TEXT BLOCK: Begin

Aurora Health Care

Internal Medicine Residency Program

Presentation Notes

Poster presented at 2018 APC Wisconsin Chapter Annual Scientific Meeting; September 7, 2018; Wisconsin Dells, WI.


Introduction: Pancreatitis is a commonly seen problem in the hospital setting. Many patients present with acute epigastric abdominal pain that may or may not radiate to the back. Workup generally consists of making the diagnosis with elevated lipase levels or imaging, and then determining the exact cause of the acute inflammation. Most commonly, clinicians look towards gall stones and alcohol use, and perhaps less commonly, hypertriglyceridemia, and medications. This case study will introduce a patient with a slightly more complex etiology. Case Presentation: A 28 year old male with no known past medical history presents with acute onset epigastric abdominal pain after a weekend of binge drinking, and using cocaine. He complained of associated nausea and vomiting. He also endorsed increased thirst over the last 1 month. He noted drinking water until he was full, but still felt thirsty. On his admission, notable lab findings were a lipase of 6499, blood glucose of 397, anion gap of 22, and a triglyceride level of 3122. CT abdomen had findings consistent with moderate pancreatitis and no evidence of gallstones. Conclusion: Pancreatitis is a well-known disease and can be common in the inpatient setting. Although there are many common causes for pancreatitis, our patient had a slightly more complex event of inciting factors leading to his presentation. He had a history of binge drinking, presented with hypertriglyceridemia, and was also noted to be in DKA. There are not many studies outlining acute pancreatitis in the setting of severe dyslipidemia and DKA occurring concomitantly.

TEXT BLOCK: End
PROVIDED MATERIAL: Begin

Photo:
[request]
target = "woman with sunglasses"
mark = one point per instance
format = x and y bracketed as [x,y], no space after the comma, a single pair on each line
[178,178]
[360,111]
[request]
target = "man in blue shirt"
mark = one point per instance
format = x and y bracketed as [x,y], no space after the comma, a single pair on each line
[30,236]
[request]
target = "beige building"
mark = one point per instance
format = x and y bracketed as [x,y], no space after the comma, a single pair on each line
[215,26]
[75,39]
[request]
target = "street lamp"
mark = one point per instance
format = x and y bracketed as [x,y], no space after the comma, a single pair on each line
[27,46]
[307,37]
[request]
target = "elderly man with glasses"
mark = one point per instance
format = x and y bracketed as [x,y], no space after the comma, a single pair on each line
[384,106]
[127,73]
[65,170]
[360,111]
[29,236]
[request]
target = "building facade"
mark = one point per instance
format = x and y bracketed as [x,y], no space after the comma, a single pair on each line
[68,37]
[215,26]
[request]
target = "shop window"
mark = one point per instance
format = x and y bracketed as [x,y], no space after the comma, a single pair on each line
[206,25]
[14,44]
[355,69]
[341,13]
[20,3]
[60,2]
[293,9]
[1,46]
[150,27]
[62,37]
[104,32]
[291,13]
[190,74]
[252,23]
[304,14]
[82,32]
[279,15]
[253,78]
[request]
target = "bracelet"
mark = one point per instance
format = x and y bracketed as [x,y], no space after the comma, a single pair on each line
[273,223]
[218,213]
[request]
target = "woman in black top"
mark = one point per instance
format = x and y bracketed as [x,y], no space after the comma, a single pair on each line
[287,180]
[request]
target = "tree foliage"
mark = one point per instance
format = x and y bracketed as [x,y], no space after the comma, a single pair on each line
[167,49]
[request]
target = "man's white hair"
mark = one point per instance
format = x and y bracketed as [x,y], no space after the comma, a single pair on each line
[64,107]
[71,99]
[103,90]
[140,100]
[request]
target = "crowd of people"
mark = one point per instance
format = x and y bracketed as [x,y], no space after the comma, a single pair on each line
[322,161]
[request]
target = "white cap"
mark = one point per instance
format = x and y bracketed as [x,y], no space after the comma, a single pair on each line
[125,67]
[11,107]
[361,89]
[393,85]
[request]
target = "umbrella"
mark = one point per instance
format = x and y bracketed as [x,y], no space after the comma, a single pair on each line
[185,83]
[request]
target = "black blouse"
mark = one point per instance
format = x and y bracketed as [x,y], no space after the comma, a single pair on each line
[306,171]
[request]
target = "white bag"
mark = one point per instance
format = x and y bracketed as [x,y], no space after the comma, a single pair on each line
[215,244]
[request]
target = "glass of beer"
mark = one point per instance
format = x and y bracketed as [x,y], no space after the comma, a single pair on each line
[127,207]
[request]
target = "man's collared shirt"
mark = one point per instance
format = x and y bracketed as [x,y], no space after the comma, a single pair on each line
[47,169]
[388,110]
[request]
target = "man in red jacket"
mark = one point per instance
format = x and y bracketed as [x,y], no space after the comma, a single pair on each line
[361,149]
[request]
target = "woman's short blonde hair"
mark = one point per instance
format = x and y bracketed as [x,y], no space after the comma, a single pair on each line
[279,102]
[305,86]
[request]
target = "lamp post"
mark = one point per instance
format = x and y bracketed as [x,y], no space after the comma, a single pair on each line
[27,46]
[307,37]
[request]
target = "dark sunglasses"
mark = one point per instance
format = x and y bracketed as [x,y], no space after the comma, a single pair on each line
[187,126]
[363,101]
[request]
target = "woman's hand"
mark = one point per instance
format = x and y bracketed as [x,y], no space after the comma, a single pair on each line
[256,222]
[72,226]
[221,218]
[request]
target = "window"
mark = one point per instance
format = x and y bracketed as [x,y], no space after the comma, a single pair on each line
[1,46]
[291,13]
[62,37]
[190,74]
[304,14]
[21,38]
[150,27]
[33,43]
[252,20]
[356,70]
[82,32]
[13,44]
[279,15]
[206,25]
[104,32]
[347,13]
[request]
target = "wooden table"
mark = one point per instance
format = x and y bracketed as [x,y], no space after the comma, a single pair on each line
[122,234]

PROVIDED MATERIAL: End

» TASK LIST:
1. Write out the part of the pancreatitis case notes starting with "Aurora Health Care" and going on through "Wisconsin Dells, WI.".
2. Give every notable admission lab finding, with its value, that the pancreatitis case notes report.

» RESPONSES BY TASK:
1.
Aurora Health Care

Internal Medicine Residency Program

Presentation Notes

Poster presented at 2018 APC Wisconsin Chapter Annual Scientific Meeting; September 7, 2018; Wisconsin Dells, WI.

2.
- Lipase: 6499
- Blood glucose: 397
- Anion gap: 22
- Triglyceride level: 3122